| About this task |
Each line of the data has to be transcribed exactly.

| Given records |
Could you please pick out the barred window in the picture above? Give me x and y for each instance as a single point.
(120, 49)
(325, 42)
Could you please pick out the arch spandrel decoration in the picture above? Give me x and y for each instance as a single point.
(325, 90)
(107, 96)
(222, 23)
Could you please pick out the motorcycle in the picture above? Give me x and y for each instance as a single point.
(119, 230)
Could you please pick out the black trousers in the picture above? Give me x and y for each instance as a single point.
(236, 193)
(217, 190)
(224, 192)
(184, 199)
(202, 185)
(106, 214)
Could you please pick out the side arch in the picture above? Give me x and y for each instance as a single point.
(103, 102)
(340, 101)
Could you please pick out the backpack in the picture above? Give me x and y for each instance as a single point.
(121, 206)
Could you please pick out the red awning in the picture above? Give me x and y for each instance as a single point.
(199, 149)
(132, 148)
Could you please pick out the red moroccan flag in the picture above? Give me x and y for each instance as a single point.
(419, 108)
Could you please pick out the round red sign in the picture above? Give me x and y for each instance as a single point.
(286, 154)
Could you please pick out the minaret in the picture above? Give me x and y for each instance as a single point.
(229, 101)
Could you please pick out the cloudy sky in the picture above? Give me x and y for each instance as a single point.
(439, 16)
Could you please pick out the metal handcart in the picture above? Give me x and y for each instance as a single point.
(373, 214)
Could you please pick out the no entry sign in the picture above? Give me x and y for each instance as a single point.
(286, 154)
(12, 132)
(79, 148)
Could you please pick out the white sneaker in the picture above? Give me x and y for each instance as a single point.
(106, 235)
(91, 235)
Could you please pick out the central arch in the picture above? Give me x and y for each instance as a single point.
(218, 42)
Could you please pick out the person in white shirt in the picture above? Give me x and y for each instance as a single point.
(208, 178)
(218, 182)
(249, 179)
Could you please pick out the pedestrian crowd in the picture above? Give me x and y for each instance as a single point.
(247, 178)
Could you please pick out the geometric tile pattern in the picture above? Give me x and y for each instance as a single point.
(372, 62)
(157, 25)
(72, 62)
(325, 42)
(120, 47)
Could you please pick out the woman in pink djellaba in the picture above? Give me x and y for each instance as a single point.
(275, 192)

| Expected output |
Could you please pick out the barred window in the picture above? Give me x and y for each instance as a single point.
(120, 49)
(325, 42)
Could you please pick out the arch spandrel decoration in the picture above? Give me x and y for each instance as a single point.
(325, 90)
(107, 96)
(222, 23)
Could you please pick out the motorcycle in the picture above? Give me x and y for each instance as a single point.
(119, 230)
Could you please pick out the black trousers in the picture above? Give me x and y for each instance as a single point.
(236, 193)
(217, 190)
(224, 192)
(184, 199)
(202, 185)
(106, 214)
Could you please pick out the side arch in the picture above? Give me x and y for each instance as a single point.
(103, 102)
(340, 101)
Could you please pick out the backpack in the picture above? Give me x and y for each instance as a single point.
(121, 206)
Could you please pick out the red awning in the picture above? Give me x and y for each instance as a single point.
(199, 149)
(132, 148)
Could you please pick out the red moroccan flag in the picture above? Give me x and y for each instance as a single point.
(419, 108)
Could you please pick out the round red sign in the picture above? Give me x and y for each instance as a single point.
(286, 154)
Could you please pick out the minaret in the picture above? Give me x and y for each instance as a single point.
(229, 101)
Could you please pick out the cloudy sky in the picture above? Give me x and y for each instance as a single point.
(439, 16)
Could you please pick out the metal handcart in the picture above? Give me x and y for each instance as a single point.
(373, 214)
Could you please pick out the no entry sign in the picture above? Give me x and y for each instance as a single point.
(286, 154)
(12, 132)
(79, 148)
Could you please pick out the white sneaker in the picture above? Give me x and y for each instance as a single point.
(106, 235)
(91, 235)
Could you please pick out the central arch in the picture above? Give me x and y for each instance as a single point.
(218, 42)
Could you please pick out the person in white shirt in the picture above? Give me x and y for each instance as a single point.
(208, 178)
(218, 182)
(249, 179)
Could you please pick out the pedestrian crowd in the picture above? Give me x and y for each instance as a single point.
(247, 178)
Could you please pick out the geometric tile pattern in the picture above? Give me x and y for each instance as a single point.
(372, 62)
(157, 25)
(72, 62)
(325, 42)
(120, 47)
Could you please pick out the woman in pink djellaba in the picture above? Give me x and y for each instance as a single point.
(275, 192)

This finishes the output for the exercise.